* [Reading text]

.....

Two people who’ve touched the GenX and now Millennial generations in everyday work staffed the booth for the Los Angeles archdiocese’s campus ministry program. Archdiocesan campus ministry director Joan Lester and Cindy Yoshitomi, campus minister at the University of California at Los Angeles, gave their views.
“I like these younger guys better than in the ’80s,” said Yoshitomi. “The ’80s were all about money.”
“This generation is very faithful,” said Lester. “They take the church seriously, but they’re writing their own agenda.”
Yoshitomi said, “The church isn’t connecting with them as well as it thinks.”
Lester said, “They don’t buy into the institution. They like the pope.”
Yoshitomi added, “They’ve only lived with this one pope. He’s stability. He’s always been there. He’s an icon in the same way grandparents are. And in their life there’s not a whole lot of stability -- they were born in the ’80s.”

.....

* [Written tasks]
1) Echo the campus ministry passage word for word, starting with "Two people who’ve" and going on through "gave their views.".
2) In the campus ministry passage, what does Yoshitomi say the ’80s were all about?
3) Pick up the campus ministry passage after its last sentence and keep writing it.
The entries that follow have no connection to the campus ministry passage.

.....

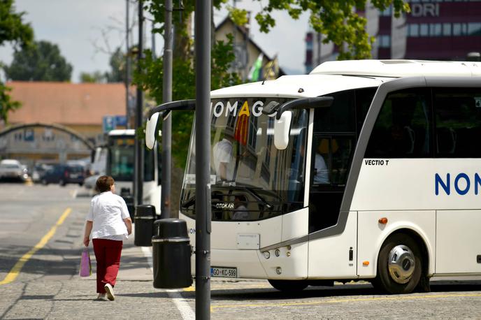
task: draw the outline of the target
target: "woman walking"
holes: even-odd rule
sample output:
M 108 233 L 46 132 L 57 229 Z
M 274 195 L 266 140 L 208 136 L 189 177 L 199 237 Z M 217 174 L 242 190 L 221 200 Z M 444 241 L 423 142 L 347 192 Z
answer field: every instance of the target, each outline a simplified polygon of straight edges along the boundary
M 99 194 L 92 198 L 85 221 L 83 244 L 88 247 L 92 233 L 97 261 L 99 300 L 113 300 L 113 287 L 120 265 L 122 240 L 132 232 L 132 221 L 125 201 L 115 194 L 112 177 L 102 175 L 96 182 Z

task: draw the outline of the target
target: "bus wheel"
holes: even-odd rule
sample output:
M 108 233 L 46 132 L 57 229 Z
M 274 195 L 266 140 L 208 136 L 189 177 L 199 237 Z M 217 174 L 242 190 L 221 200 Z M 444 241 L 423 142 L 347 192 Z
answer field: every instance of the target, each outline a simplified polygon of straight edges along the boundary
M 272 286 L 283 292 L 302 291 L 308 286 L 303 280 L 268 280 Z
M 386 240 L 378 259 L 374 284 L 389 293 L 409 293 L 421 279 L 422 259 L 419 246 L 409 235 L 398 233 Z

.....

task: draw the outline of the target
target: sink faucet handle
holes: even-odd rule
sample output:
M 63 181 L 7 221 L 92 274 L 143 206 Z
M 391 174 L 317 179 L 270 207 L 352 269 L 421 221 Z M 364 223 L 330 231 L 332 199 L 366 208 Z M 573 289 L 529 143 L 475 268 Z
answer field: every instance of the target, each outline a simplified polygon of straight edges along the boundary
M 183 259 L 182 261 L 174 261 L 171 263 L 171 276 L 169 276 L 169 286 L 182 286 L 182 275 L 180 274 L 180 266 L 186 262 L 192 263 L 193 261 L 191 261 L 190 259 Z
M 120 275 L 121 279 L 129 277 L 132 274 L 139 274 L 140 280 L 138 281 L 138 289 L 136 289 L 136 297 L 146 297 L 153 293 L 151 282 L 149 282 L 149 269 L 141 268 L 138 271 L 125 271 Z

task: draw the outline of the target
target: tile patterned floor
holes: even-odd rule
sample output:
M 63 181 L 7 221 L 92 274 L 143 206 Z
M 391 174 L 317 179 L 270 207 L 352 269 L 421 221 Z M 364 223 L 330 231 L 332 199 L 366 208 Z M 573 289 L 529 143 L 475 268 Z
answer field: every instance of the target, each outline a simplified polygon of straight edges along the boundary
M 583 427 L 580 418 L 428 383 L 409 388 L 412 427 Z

.....

* [Task responses]
1)
Two people who’ve touched the GenX and now Millennial generations in everyday work staffed the booth for the Los Angeles archdiocese’s campus ministry program. Archdiocesan campus ministry director Joan Lester and Cindy Yoshitomi, campus minister at the University of California at Los Angeles, gave their views.

2) Money.

3)
Young Catholics are “going to walk away if they don’t get what they need,” Lester said. “They want the stability of the church. They’re looking for that in their lives. They know it’s always going to be there, provide for them and nourish them. But if you come down with rules and obligations -- or prejudices against other religions -- you’re not going to hold them.”
“Don’t forget,” Yoshitomi said, “these kids are being raised by our generation. We’re the ones who went through the Vatican II experience -- and stayed faithful. These kids are so active and so faithful. We get 800 students at a Sunday Mass, and they don’t have to come.”
Outside, by mid-afternoon, there were lots of girls sitting at the tables, and lots of boys eyeing them, with rallies going on inside at two locations. It seemed to me that what all 10,000 really needed after a workshop, liturgy and lunch, was somewhere to dance.
It was a successful youth day, but these were teens spending the day with the groups they came in with and would go home with. They needed more venues to interact, to draw strength from new Catholic acquaintances and potential friends.
Maybe forget the afternoon workshops. Turn those meeting rooms and arenas into mini- and maxi-dance halls. Give out the tickets and let them meet and mingle with other Catholic teens for a couple of hours.
Dancing would do it.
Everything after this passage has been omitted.